- **To be done**: Can you swap every "Respond as" for "Reply in this format" throughout the data below and leave everything else unchanged?

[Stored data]
## Start

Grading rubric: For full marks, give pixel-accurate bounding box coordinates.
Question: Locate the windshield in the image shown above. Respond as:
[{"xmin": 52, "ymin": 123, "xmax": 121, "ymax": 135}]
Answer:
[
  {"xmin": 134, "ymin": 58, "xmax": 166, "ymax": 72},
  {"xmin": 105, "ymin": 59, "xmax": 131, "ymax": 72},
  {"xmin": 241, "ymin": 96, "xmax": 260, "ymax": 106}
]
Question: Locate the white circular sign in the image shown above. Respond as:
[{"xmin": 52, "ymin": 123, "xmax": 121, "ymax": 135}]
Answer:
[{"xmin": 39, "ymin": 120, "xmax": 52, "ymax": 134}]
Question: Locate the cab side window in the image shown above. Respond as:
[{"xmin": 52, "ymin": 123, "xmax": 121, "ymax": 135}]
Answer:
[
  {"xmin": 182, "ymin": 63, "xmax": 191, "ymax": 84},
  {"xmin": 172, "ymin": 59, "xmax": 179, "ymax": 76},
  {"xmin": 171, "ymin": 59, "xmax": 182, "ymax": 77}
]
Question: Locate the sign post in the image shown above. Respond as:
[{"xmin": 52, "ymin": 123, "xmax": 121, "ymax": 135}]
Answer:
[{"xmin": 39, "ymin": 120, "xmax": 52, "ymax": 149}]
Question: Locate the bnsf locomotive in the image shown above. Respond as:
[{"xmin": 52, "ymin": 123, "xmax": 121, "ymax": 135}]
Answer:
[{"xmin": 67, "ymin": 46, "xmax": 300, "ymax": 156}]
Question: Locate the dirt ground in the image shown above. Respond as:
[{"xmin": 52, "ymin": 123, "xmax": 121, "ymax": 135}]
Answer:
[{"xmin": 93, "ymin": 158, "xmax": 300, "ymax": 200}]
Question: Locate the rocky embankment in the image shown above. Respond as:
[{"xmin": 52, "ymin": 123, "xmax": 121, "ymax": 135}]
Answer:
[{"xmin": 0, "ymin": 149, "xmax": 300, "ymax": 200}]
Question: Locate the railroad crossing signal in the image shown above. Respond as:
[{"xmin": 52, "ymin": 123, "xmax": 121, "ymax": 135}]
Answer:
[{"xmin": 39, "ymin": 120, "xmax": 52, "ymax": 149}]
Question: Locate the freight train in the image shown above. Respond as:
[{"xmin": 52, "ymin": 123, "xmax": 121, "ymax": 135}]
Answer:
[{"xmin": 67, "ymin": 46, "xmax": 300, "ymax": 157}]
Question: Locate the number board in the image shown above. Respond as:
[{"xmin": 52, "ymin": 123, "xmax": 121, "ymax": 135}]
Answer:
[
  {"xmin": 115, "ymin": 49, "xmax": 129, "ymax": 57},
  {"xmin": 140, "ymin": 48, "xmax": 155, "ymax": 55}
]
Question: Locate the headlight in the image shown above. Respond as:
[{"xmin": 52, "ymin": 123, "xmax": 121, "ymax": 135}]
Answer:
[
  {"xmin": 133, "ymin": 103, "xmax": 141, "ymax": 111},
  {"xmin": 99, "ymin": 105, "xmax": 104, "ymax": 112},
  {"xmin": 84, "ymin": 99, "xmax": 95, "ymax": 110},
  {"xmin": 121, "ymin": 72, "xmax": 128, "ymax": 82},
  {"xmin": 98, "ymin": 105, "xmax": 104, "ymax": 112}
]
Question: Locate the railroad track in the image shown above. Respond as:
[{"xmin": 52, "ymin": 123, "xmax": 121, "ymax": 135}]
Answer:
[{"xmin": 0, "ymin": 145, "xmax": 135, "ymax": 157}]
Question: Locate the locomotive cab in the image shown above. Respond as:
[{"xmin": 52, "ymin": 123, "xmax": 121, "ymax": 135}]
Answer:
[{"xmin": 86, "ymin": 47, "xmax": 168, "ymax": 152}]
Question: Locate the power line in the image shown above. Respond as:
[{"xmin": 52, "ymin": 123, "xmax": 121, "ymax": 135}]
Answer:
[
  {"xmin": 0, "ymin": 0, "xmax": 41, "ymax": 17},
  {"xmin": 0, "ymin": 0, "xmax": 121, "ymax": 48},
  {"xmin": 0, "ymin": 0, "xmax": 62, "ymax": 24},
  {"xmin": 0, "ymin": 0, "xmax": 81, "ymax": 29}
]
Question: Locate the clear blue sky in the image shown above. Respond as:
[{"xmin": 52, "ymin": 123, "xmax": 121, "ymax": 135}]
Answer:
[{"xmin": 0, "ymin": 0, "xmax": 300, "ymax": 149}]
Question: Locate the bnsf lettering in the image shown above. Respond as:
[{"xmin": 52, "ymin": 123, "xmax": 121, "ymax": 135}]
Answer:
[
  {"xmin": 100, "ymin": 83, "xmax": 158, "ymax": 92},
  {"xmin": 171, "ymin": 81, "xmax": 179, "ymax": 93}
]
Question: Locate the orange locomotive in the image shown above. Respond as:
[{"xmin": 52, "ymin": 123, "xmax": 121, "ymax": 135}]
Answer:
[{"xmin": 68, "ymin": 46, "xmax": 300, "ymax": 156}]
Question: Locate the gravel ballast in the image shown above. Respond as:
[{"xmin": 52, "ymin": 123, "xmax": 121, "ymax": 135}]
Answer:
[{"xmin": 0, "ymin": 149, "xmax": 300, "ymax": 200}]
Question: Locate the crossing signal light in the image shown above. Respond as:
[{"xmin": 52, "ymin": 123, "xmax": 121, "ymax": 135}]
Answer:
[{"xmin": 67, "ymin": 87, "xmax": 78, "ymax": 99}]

## End

- **Solution to this exercise**:
Grading rubric: For full marks, give pixel-accurate bounding box coordinates.
Question: Locate the windshield in the image shown above. Reply in this format:
[{"xmin": 52, "ymin": 123, "xmax": 121, "ymax": 135}]
Answer:
[
  {"xmin": 134, "ymin": 58, "xmax": 166, "ymax": 72},
  {"xmin": 105, "ymin": 59, "xmax": 131, "ymax": 72},
  {"xmin": 241, "ymin": 96, "xmax": 260, "ymax": 106}
]
Question: Locate the white circular sign in the image shown above. Reply in this format:
[{"xmin": 52, "ymin": 123, "xmax": 121, "ymax": 135}]
Answer:
[{"xmin": 39, "ymin": 120, "xmax": 52, "ymax": 134}]
Question: Locate the cab side window in the image shown above. Reply in this format:
[{"xmin": 52, "ymin": 123, "xmax": 121, "ymax": 135}]
Answer:
[
  {"xmin": 182, "ymin": 63, "xmax": 191, "ymax": 84},
  {"xmin": 172, "ymin": 59, "xmax": 179, "ymax": 76},
  {"xmin": 171, "ymin": 59, "xmax": 182, "ymax": 77}
]
Question: Locate the sign post in the image shown above. Reply in this format:
[{"xmin": 52, "ymin": 123, "xmax": 121, "ymax": 135}]
Answer:
[{"xmin": 39, "ymin": 120, "xmax": 52, "ymax": 149}]
Question: Locate the bnsf locomotive in the image shown above. Reply in this format:
[{"xmin": 52, "ymin": 123, "xmax": 121, "ymax": 135}]
Answer:
[{"xmin": 67, "ymin": 46, "xmax": 300, "ymax": 156}]
Question: Locate the dirt ground in the image shown above. Reply in this format:
[{"xmin": 52, "ymin": 123, "xmax": 121, "ymax": 135}]
Answer:
[{"xmin": 93, "ymin": 158, "xmax": 300, "ymax": 200}]
Question: Locate the rocky embankment in the image shown above. Reply in this format:
[{"xmin": 52, "ymin": 123, "xmax": 121, "ymax": 135}]
Answer:
[{"xmin": 0, "ymin": 149, "xmax": 300, "ymax": 200}]
Question: Locate the railroad crossing signal in the image shown above. Reply in this format:
[{"xmin": 52, "ymin": 123, "xmax": 121, "ymax": 135}]
Answer:
[{"xmin": 39, "ymin": 120, "xmax": 52, "ymax": 149}]
Question: Locate the freight train in the image shown above. Reply in this format:
[{"xmin": 52, "ymin": 123, "xmax": 121, "ymax": 135}]
Answer:
[{"xmin": 67, "ymin": 46, "xmax": 300, "ymax": 157}]
Question: Locate the number board in the image shown above. Reply in this format:
[{"xmin": 52, "ymin": 123, "xmax": 121, "ymax": 135}]
Answer:
[
  {"xmin": 115, "ymin": 49, "xmax": 129, "ymax": 57},
  {"xmin": 140, "ymin": 48, "xmax": 155, "ymax": 55}
]
Question: Locate the headlight in the image shown above. Reply in this format:
[{"xmin": 52, "ymin": 123, "xmax": 121, "ymax": 135}]
Answer:
[
  {"xmin": 133, "ymin": 103, "xmax": 141, "ymax": 111},
  {"xmin": 99, "ymin": 105, "xmax": 104, "ymax": 112},
  {"xmin": 84, "ymin": 99, "xmax": 95, "ymax": 110},
  {"xmin": 121, "ymin": 72, "xmax": 128, "ymax": 82},
  {"xmin": 98, "ymin": 105, "xmax": 104, "ymax": 112}
]
Question: Locate the railroad track in the image shown above. Reply in this format:
[{"xmin": 52, "ymin": 123, "xmax": 121, "ymax": 135}]
Answer:
[{"xmin": 0, "ymin": 145, "xmax": 135, "ymax": 157}]
Question: Locate the locomotive cab in the image shown above. Reply in this format:
[{"xmin": 52, "ymin": 123, "xmax": 121, "ymax": 135}]
Answer:
[{"xmin": 86, "ymin": 47, "xmax": 168, "ymax": 152}]
Question: Locate the power line in the image shown above. Reply in this format:
[{"xmin": 52, "ymin": 123, "xmax": 121, "ymax": 135}]
Answer:
[
  {"xmin": 0, "ymin": 0, "xmax": 41, "ymax": 17},
  {"xmin": 0, "ymin": 0, "xmax": 121, "ymax": 48},
  {"xmin": 0, "ymin": 0, "xmax": 62, "ymax": 24},
  {"xmin": 0, "ymin": 0, "xmax": 81, "ymax": 29}
]
Question: Locate the clear blue sky in the image shown above. Reply in this format:
[{"xmin": 52, "ymin": 123, "xmax": 121, "ymax": 135}]
Answer:
[{"xmin": 0, "ymin": 0, "xmax": 300, "ymax": 149}]
Question: Locate the bnsf lettering in the image shown above. Reply in this format:
[{"xmin": 52, "ymin": 123, "xmax": 121, "ymax": 135}]
Answer:
[
  {"xmin": 100, "ymin": 83, "xmax": 158, "ymax": 92},
  {"xmin": 171, "ymin": 81, "xmax": 179, "ymax": 93}
]
Question: Locate the orange locomotive in the image shown above. Reply in this format:
[{"xmin": 52, "ymin": 123, "xmax": 121, "ymax": 135}]
Answer:
[{"xmin": 68, "ymin": 46, "xmax": 300, "ymax": 156}]
Question: Locate the gravel ballast in the image shown above. Reply in this format:
[{"xmin": 52, "ymin": 123, "xmax": 121, "ymax": 135}]
Answer:
[{"xmin": 0, "ymin": 149, "xmax": 300, "ymax": 200}]
Question: Locate the crossing signal light in the image shown above. Reply in this format:
[{"xmin": 52, "ymin": 123, "xmax": 121, "ymax": 135}]
Answer:
[{"xmin": 67, "ymin": 87, "xmax": 78, "ymax": 99}]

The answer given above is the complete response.